Selecting proper controls for biomarker discovery studies is one of the key issues that need to be resolved. Currently, endometriosis studies have applied different strategies for choosing controls and have included either fertile women undergoing laparoscopic sterilisation, women undergoing laparoscopy because of infertility, hospital-based controls (women with various indications for laparoscopic procedure), and also self-reported disease-free population-based controls [162]. Selecting controls for searching biomarkers from blood and body fluids is problematic, and there is never one ideal control group, as all above-mentioned options have their pros and cons. For example, laparoscopically confirmed endometriosis-free controls usually suffer from other diseases; a self-reported disease-free population-based control group could contain a number of undiagnosed cases and thereby dilute the disease risk factor effects.

The cost of the high-throughput technologies is relatively high, the sample sizes in ‘omicsʼ studies are rather small, and therefore the studies are underpowered to take into account the variance of individual measurements. Thus, it is strongly encouraged to maximise the sample sizes in ‘omicsʼ studies by collaborating with other workgroups and sharing either phenotypically well-described samples or data. In addition, there are other study type-specific standards for minimum information, including MIAME (Minimum Information about a Microarray Experiment), MIAPE (Minimum Information about a Proteomics Experiment), MIGS-MIMS (Minimum Information about a Genome/Metagenome Sequence), MIMIx (Minimum Information about a Molecular Interaction eXperiment), MINISEQE (Minimum Information about a high-throughput Nucleotide Sequencing Experiment), and CIMR (Core Information for Metabolomics Reporting). These guidelines must be followed to ensure the interpretability of the experimental results generated using ‘omics’ technologies [163, 164].

● **Goal of the exercise**: For each statement, say yes or no depending on whether it agrees with the passage on endometriosis biomarker studies, and quote the words from the passage that decide it. 1. A single ideal control group exists for finding biomarkers in blood and body fluids. 2. Sample sizes in ‘omics’ studies are rather small. 3. MIAPE is the standard for microarray experiments.

● **Data under study**:
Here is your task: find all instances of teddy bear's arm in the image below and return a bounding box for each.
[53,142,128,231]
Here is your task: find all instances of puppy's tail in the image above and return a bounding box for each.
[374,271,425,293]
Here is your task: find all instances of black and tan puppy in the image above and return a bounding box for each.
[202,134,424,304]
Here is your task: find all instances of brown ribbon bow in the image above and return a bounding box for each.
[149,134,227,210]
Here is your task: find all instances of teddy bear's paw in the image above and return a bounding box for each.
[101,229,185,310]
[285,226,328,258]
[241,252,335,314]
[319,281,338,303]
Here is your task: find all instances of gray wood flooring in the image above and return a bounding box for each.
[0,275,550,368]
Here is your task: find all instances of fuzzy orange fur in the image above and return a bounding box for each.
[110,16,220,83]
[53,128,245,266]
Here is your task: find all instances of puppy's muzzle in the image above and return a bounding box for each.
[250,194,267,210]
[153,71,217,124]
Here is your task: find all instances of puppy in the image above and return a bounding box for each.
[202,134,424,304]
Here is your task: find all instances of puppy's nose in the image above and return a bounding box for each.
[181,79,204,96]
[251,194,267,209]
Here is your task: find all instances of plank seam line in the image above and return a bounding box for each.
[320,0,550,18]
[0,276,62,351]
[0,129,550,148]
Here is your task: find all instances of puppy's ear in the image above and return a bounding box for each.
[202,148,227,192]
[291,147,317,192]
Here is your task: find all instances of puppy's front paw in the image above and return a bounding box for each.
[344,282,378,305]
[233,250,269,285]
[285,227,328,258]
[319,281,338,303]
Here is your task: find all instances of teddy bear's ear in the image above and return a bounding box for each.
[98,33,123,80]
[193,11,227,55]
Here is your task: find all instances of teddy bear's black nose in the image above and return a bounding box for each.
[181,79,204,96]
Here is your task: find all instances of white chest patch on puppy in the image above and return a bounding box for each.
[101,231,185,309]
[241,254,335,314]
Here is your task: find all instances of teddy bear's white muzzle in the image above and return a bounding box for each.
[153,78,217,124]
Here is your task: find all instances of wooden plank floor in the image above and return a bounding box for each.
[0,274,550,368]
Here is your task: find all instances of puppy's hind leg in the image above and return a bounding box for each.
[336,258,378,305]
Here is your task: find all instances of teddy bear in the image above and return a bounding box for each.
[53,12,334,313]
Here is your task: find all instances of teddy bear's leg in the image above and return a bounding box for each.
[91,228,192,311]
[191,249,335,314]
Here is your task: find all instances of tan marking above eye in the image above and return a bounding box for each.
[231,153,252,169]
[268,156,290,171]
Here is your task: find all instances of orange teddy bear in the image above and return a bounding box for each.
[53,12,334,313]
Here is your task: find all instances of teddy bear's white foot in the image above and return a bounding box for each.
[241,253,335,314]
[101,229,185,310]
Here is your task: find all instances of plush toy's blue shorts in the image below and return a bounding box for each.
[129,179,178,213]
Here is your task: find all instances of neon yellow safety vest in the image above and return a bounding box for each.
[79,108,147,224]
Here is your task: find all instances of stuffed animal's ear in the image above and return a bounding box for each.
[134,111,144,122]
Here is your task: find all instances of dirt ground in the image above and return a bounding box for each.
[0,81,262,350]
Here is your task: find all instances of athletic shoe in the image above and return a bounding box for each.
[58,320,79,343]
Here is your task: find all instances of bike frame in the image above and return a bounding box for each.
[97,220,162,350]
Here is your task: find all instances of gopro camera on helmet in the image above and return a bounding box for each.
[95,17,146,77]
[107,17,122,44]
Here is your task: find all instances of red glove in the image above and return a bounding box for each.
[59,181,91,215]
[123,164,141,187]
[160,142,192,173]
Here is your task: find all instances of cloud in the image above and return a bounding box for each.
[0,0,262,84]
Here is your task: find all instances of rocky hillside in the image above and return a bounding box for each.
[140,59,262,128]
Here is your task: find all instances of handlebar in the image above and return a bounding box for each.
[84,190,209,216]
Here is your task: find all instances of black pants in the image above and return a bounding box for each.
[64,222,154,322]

● **Response to the exercise**:
1. No: "there is never one ideal control group"
2. Yes: "the sample sizes in ‘omicsʼ studies are rather small"
3. No: "MIAPE (Minimum Information about a Proteomics Experiment)"